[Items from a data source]
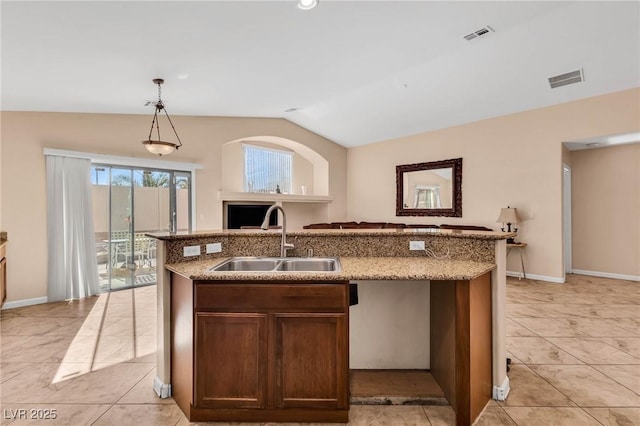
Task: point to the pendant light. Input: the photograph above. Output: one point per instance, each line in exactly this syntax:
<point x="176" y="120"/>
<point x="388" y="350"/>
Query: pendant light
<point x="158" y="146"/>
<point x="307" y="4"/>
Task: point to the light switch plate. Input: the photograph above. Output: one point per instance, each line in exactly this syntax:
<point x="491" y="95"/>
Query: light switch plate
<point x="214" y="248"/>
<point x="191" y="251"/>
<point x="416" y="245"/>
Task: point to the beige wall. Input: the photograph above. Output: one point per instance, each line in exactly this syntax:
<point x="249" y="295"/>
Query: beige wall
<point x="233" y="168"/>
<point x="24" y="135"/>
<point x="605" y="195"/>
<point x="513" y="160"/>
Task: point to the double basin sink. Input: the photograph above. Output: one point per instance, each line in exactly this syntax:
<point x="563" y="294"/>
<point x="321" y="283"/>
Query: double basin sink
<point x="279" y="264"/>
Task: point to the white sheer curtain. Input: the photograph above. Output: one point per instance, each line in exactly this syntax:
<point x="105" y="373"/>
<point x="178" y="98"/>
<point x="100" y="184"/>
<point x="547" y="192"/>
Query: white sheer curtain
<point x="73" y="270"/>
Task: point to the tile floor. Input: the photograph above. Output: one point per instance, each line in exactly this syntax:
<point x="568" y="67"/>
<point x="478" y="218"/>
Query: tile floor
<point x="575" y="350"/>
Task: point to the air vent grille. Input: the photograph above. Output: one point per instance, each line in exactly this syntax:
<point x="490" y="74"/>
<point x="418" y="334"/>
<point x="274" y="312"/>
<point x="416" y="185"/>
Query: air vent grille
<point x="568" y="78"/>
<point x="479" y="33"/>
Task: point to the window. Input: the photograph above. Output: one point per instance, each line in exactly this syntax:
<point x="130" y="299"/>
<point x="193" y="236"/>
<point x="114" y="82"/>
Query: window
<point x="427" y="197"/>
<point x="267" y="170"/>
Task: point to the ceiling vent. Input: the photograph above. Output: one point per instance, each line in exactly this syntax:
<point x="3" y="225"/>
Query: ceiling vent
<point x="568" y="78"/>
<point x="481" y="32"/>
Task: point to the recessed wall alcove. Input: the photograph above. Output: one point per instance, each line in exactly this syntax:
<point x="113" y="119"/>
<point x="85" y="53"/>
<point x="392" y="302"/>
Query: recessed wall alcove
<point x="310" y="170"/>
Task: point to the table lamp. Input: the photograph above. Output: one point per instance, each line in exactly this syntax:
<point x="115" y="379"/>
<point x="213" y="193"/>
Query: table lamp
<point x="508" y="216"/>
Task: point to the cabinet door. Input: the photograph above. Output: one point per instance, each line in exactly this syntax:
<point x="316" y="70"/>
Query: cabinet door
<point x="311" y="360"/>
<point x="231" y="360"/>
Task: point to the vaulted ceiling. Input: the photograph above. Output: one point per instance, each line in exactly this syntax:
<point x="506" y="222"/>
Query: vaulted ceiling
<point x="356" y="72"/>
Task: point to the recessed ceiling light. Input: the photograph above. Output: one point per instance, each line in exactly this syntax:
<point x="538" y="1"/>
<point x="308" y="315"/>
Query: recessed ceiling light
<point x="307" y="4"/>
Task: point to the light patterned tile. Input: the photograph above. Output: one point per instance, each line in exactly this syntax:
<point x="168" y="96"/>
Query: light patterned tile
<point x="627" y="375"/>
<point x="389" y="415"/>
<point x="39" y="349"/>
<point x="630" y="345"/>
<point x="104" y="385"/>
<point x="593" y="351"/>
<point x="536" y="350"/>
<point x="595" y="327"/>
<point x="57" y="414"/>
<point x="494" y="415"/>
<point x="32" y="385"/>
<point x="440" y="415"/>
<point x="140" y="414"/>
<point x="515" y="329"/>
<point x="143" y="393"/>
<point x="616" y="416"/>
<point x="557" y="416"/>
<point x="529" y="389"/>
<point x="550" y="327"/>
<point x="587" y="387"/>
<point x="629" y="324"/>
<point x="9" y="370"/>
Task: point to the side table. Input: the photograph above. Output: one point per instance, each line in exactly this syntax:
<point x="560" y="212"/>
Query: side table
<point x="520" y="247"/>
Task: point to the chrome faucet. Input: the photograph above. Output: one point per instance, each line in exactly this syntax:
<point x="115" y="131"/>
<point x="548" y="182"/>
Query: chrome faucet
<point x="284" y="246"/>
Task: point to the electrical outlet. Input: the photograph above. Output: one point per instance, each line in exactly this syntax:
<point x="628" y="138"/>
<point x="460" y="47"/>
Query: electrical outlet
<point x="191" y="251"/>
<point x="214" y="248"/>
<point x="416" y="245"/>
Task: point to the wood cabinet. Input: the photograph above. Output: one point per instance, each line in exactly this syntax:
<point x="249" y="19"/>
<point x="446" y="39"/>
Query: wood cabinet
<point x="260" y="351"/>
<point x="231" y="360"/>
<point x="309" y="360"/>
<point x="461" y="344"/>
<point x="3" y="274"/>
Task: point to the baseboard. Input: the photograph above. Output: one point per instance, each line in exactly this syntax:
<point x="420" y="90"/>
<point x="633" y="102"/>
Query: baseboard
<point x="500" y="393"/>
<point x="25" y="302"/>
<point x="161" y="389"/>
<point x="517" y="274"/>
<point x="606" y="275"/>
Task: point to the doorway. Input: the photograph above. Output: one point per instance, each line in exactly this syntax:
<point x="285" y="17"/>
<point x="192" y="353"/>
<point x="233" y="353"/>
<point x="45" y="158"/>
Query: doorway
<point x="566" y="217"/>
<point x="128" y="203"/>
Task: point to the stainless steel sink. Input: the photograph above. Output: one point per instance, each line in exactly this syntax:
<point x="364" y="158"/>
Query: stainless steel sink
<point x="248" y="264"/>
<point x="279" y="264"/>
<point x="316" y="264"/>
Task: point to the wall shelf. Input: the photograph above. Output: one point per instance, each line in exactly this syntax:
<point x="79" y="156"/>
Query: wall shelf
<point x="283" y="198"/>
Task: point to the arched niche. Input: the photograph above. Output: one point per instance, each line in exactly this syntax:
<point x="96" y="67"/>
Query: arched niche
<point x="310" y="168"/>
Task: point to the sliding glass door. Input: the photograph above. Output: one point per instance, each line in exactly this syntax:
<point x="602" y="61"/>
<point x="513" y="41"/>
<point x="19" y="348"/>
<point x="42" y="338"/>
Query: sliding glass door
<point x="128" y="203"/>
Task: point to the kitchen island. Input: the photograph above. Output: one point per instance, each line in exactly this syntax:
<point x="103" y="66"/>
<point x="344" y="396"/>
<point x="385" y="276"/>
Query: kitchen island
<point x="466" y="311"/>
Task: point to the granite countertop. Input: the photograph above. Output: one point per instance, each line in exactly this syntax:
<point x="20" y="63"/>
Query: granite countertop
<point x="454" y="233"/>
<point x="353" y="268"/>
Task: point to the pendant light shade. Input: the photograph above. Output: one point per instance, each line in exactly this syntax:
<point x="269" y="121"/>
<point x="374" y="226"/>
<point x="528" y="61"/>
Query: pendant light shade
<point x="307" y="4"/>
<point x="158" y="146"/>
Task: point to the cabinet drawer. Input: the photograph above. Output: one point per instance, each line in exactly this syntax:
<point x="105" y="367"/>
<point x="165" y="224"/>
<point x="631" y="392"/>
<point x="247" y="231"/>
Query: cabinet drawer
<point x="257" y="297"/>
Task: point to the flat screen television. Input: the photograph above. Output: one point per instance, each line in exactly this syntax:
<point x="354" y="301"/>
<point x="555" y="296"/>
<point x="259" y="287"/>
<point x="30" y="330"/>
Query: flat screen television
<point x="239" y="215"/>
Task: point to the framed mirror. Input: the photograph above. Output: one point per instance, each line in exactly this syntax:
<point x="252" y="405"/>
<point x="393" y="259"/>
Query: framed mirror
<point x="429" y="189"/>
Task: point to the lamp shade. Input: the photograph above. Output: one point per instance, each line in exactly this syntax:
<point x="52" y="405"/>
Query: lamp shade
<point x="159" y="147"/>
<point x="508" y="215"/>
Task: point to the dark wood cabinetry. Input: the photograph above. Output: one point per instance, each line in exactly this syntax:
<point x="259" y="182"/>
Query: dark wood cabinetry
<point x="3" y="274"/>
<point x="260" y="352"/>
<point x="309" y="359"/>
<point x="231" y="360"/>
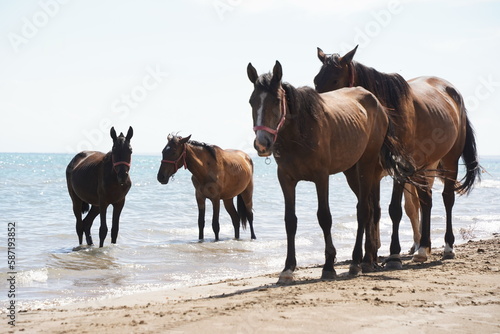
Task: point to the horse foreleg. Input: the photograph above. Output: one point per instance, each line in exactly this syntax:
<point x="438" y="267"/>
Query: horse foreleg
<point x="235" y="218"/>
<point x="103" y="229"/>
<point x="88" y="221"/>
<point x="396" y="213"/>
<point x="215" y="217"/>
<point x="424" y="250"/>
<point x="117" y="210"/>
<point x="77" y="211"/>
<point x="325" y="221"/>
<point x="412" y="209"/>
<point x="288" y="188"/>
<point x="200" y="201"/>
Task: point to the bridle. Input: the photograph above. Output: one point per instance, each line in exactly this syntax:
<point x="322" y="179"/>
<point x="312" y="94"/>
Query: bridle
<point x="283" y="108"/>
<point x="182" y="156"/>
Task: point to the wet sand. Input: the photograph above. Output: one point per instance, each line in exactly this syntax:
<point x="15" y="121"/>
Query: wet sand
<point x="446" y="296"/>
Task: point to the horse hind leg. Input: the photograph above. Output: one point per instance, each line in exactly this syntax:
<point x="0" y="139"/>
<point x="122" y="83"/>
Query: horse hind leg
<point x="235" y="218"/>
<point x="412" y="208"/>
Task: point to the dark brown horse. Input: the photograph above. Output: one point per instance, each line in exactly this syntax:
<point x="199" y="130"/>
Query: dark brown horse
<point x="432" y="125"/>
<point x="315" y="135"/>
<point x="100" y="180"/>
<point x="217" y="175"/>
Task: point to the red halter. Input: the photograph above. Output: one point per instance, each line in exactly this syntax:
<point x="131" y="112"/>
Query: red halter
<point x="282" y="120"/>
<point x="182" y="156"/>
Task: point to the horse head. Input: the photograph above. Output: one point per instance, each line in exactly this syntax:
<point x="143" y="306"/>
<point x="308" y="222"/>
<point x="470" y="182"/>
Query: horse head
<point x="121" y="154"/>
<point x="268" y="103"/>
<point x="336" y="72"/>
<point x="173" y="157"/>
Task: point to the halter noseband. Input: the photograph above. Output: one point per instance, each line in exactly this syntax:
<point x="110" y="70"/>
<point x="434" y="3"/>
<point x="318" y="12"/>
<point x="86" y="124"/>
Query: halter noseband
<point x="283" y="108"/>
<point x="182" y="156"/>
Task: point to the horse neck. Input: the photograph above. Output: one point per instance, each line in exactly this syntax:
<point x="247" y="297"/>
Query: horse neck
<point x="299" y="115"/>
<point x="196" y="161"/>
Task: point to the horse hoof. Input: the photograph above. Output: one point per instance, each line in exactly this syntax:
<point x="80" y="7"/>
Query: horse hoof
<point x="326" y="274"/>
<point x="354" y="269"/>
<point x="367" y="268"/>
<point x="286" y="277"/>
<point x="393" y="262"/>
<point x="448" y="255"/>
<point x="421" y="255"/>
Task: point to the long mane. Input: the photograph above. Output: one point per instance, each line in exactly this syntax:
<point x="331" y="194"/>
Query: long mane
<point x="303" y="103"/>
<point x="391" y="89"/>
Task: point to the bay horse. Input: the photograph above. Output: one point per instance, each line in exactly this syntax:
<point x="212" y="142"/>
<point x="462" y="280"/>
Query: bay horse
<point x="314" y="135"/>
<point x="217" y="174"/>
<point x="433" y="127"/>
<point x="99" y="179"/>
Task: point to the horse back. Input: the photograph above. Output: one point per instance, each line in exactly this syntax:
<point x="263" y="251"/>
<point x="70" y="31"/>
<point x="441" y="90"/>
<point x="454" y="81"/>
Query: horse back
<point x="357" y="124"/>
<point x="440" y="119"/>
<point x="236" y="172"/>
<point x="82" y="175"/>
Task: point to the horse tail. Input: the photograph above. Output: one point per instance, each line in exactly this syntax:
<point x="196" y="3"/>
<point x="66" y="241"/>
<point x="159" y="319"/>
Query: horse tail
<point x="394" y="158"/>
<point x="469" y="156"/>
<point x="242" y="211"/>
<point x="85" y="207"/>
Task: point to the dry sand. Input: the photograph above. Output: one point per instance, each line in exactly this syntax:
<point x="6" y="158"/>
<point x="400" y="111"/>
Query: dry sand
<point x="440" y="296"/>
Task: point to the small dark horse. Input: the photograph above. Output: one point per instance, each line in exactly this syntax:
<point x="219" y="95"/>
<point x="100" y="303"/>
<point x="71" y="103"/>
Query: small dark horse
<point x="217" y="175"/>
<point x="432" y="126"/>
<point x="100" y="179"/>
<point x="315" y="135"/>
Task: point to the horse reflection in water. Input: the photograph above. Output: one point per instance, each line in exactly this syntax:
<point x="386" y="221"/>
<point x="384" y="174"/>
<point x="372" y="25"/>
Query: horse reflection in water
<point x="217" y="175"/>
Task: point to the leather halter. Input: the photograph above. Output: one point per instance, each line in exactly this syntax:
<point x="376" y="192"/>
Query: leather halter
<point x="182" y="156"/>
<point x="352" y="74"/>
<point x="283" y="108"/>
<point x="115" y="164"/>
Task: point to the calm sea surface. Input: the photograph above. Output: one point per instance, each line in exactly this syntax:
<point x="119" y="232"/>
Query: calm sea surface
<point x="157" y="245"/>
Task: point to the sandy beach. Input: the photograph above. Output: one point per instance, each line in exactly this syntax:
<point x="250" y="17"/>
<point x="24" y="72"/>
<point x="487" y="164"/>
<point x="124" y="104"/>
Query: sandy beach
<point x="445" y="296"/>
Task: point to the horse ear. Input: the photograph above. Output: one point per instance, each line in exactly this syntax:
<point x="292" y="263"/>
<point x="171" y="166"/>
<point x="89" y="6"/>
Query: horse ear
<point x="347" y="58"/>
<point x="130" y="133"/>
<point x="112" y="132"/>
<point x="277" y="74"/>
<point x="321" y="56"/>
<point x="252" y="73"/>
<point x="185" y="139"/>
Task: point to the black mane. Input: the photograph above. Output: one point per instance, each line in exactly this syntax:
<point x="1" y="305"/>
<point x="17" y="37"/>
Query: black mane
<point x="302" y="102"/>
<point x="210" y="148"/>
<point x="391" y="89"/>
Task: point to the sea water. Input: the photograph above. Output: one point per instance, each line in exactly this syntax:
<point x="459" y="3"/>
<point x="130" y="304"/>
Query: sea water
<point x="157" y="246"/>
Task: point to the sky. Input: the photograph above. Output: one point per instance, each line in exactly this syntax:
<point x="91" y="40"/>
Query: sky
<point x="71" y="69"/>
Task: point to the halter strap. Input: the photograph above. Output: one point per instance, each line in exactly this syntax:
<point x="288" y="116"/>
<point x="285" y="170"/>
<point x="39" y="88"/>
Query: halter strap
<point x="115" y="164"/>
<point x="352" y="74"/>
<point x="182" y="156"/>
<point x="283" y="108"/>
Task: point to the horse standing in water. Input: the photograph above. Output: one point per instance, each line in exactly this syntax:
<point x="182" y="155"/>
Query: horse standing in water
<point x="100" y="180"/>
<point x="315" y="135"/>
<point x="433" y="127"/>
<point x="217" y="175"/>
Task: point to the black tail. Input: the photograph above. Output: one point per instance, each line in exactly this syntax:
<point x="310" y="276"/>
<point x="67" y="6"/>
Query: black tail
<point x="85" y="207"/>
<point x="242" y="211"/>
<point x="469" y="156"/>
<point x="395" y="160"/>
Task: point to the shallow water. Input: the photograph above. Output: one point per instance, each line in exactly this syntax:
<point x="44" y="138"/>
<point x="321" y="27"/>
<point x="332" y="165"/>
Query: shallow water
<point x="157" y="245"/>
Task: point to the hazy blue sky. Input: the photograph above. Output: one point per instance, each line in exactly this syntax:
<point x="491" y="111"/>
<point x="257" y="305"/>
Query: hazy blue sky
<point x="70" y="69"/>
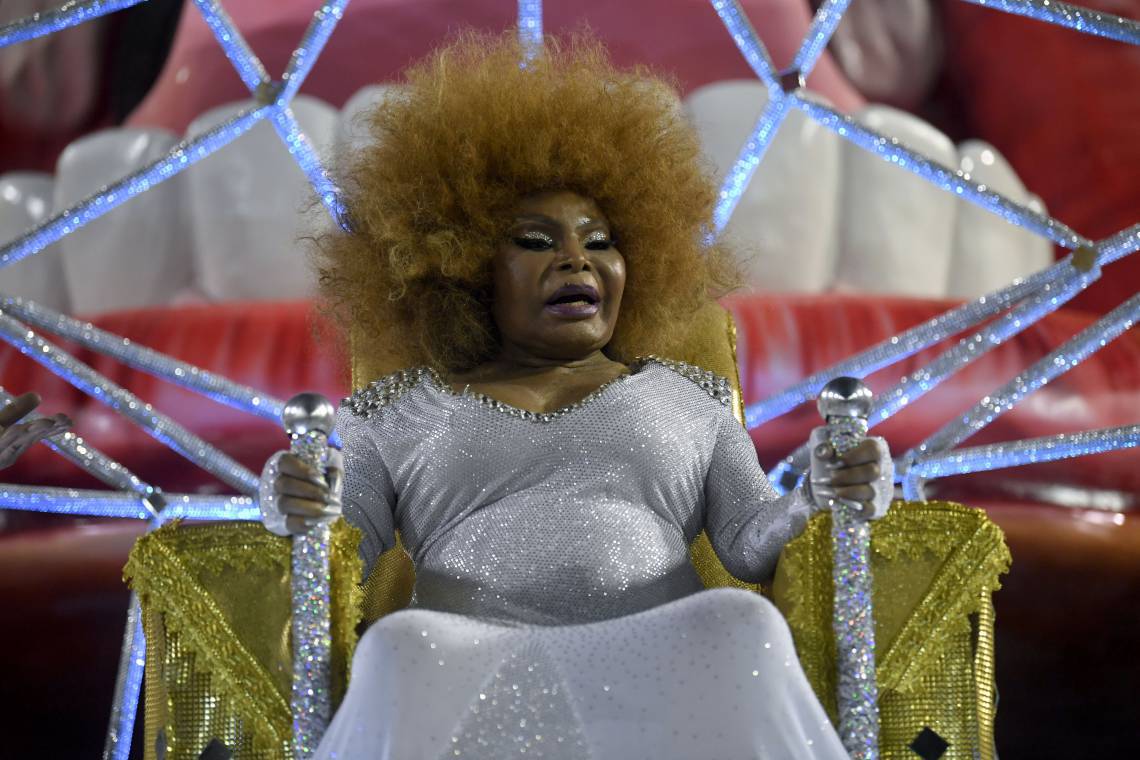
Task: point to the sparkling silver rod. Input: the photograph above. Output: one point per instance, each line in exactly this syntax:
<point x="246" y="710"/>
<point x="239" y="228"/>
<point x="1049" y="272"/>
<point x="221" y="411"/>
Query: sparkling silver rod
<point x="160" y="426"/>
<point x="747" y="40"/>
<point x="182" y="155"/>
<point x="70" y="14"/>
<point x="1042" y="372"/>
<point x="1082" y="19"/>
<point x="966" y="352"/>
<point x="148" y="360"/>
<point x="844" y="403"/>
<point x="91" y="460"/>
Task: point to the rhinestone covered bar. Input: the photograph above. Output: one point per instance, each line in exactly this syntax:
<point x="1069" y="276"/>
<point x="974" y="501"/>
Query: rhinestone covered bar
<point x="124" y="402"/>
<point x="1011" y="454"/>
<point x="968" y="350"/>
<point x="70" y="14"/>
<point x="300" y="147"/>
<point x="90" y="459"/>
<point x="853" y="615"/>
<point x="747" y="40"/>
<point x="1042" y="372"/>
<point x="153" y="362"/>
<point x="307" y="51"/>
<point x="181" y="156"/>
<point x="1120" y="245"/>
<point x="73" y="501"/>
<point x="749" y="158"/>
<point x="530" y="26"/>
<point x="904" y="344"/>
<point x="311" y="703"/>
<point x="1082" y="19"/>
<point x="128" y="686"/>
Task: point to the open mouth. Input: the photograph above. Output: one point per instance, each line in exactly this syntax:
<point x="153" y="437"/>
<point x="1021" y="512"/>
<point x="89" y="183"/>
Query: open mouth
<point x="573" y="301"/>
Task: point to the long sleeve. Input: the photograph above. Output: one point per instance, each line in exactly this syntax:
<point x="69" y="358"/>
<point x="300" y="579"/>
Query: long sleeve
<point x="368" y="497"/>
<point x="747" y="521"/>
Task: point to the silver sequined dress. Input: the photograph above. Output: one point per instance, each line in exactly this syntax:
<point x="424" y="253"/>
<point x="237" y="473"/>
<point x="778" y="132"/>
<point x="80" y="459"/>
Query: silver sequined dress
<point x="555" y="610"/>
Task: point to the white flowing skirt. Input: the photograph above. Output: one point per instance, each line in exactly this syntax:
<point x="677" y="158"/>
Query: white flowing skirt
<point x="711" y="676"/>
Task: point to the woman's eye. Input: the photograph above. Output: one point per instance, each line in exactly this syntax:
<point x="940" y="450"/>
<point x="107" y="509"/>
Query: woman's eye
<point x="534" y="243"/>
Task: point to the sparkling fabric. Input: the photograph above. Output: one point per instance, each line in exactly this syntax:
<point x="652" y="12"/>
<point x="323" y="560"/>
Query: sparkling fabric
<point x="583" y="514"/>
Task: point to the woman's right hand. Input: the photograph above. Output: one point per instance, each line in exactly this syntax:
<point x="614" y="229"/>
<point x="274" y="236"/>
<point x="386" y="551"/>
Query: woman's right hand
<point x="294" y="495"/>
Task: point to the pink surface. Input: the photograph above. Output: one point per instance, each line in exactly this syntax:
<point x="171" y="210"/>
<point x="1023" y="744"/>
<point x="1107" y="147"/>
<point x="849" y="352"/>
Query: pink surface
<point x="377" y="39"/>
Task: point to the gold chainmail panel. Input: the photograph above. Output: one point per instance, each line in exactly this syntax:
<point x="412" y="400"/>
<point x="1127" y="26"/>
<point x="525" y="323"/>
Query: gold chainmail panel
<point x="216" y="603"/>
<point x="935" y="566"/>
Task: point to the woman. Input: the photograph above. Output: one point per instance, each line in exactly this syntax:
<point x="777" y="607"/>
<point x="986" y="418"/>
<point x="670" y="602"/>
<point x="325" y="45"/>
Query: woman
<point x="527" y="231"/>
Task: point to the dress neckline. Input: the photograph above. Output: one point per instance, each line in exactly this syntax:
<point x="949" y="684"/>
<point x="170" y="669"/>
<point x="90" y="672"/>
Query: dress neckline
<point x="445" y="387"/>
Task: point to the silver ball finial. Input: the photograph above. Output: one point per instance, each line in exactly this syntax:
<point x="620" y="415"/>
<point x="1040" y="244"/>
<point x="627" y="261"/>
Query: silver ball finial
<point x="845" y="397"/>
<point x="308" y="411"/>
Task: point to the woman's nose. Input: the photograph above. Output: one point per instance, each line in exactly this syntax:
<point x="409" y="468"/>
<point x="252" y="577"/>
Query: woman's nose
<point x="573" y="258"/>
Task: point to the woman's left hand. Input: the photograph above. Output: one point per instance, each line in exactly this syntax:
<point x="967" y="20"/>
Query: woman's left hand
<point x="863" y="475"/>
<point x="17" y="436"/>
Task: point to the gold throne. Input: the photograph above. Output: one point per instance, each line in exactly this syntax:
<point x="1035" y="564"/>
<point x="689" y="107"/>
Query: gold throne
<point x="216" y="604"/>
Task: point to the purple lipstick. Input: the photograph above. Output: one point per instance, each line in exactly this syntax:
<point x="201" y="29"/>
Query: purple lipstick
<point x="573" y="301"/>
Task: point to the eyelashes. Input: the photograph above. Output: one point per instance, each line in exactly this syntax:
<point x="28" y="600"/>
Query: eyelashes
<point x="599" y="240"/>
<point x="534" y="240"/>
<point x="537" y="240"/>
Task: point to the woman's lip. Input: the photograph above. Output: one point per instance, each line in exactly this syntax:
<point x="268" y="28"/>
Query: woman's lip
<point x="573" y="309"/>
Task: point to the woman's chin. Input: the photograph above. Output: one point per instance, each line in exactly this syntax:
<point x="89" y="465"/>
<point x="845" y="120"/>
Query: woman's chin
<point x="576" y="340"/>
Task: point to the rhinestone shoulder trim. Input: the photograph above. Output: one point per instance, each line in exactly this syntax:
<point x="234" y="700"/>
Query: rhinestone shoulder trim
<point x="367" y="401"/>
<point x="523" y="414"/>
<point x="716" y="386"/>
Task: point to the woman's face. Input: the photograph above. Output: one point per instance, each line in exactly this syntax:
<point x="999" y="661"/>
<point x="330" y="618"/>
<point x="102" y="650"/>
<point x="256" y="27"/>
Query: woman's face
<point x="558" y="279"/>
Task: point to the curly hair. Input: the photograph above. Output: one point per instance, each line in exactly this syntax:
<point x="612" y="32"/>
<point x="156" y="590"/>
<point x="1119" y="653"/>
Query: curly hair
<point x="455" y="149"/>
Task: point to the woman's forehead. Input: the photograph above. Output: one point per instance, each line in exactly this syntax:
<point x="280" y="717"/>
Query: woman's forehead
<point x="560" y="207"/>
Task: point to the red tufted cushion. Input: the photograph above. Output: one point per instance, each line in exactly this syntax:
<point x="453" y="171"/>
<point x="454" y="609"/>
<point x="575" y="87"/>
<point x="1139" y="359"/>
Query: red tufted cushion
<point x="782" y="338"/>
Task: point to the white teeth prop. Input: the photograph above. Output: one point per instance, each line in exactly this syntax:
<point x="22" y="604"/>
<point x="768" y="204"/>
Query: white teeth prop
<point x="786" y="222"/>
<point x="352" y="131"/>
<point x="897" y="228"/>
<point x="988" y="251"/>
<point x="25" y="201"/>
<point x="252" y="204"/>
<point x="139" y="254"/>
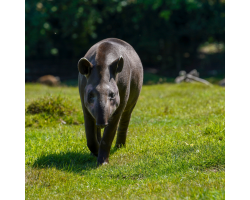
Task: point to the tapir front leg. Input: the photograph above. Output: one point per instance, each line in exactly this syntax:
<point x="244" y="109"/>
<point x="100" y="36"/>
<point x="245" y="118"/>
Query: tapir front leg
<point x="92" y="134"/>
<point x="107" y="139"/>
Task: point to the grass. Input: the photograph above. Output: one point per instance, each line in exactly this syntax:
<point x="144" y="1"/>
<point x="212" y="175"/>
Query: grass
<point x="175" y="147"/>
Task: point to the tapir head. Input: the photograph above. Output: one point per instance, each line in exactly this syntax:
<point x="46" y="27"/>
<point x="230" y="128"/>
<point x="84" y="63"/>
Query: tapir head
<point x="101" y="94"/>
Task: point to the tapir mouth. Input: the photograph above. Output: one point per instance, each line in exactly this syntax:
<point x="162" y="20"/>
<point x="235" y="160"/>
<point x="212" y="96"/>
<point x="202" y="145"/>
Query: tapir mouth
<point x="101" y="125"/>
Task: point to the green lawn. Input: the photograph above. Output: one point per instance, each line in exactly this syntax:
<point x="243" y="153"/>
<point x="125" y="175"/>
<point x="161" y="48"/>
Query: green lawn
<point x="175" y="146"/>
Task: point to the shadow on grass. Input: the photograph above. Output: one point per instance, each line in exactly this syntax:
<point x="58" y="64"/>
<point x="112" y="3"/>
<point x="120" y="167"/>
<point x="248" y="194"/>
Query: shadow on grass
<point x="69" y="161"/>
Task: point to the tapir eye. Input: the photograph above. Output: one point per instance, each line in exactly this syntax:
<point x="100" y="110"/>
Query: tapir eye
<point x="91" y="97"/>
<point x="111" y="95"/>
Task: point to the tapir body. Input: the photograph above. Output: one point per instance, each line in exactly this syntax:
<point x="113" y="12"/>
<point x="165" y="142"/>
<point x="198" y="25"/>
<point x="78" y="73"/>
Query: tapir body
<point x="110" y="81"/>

* Exercise *
Reproduce every line of the material between the line holding "Task: point to the tapir eye." and the end of the material, inclusive, keeping the requests and their format samples unchanged. Multiply each coordinate in the answers by 1.15 and round it to a whole number, with halves rounded up.

* Final answer *
Task: point to the tapir eye. Input: the photograph above. Output: one point per instance, each line in exactly this syntax:
<point x="100" y="110"/>
Query: tapir eye
<point x="105" y="112"/>
<point x="128" y="109"/>
Task: point to the tapir body. Input: the photograph above. Output: one point per instance, each line in exactly this syntax:
<point x="113" y="12"/>
<point x="165" y="142"/>
<point x="198" y="25"/>
<point x="78" y="73"/>
Query: tapir body
<point x="127" y="93"/>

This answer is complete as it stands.